— Begin Excerpt —

Merge tag 'for-linus' of git://git.kernel.org/pub/scm/linux/kernel/git/borntraeger/linux
Pull ACCESS_ONCE cleanup preparation from Christian Borntraeger:
"kernel: Provide READ_ONCE and ASSIGN_ONCE
As discussed on LKML http://marc.info/?i=54611D86.4040306%40de.ibm.com
ACCESS_ONCE might fail with specific compilers for non-scalar
accesses.
Here is a set of patches to tackle that problem.
The first patch introduce READ_ONCE and ASSIGN_ONCE. If the data
structure is larger than the machine word size memcpy is used and a
warning is emitted. The next patches fix up several in-tree users of
ACCESS_ONCE on non-scalar types.
This does not yet contain a patch that forces ACCESS_ONCE to work only
on scalar types. This is targetted for the next merge window as Linux
next already contains new offenders regarding ACCESS_ONCE vs.
non-scalar types"
* tag 'for-linus' of git://git.kernel.org/pub/scm/linux/kernel/git/borntraeger/linux:
s390/kvm: REPLACE barrier fixup with READ_ONCE
arm/spinlock: Replace ACCESS_ONCE with READ_ONCE
arm64/spinlock: Replace ACCESS_ONCE READ_ONCE
mips/gup: Replace ACCESS_ONCE with READ_ONCE
x86/gup: Replace ACCESS_ONCE with READ_ONCE
x86/spinlock: Replace ACCESS_ONCE with READ_ONCE
mm: replace ACCESS_ONCE with READ_ONCE or barriers
kernel: Provide READ_ONCE and ASSIGN_ONCE
diff --git a/arch/arm/include/asm/spinlock.h b/arch/arm/include/asm/spinlock.h
index ac4bfae..0fa4184 100644
--- a/arch/arm/include/asm/spinlock.h
+++ b/arch/arm/include/asm/spinlock.h
@@ -120,12 +120,12 @@
static inline int arch_spin_is_locked(arch_spinlock_t *lock)
{
- return !arch_spin_value_unlocked(ACCESS_ONCE(*lock));
+ return !arch_spin_value_unlocked(READ_ONCE(*lock));
}
static inline int arch_spin_is_contended(arch_spinlock_t *lock)

— End Excerpt —
— Begin Record set —

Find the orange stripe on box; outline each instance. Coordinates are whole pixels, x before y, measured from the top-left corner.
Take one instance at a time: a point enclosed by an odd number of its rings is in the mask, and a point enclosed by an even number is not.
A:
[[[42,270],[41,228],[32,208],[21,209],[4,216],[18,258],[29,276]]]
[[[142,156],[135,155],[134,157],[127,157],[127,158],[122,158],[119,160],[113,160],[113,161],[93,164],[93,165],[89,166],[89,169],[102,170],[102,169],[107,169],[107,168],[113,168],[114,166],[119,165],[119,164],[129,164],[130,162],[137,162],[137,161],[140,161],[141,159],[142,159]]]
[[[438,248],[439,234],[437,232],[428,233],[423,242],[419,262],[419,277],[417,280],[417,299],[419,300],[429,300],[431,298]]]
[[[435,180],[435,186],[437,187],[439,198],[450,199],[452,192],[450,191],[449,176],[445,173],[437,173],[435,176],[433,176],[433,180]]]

— End Record set —

Exercise task: Revise the stretch of the merge commit message from "Here is a set" through "on non-scalar types.", putting "notice" in place of "warning".

The answer:
Here is a set of patches to tackle that problem.
The first patch introduce READ_ONCE and ASSIGN_ONCE. If the data
structure is larger than the machine word size memcpy is used and a
notice is emitted. The next patches fix up several in-tree users of
ACCESS_ONCE on non-scalar types.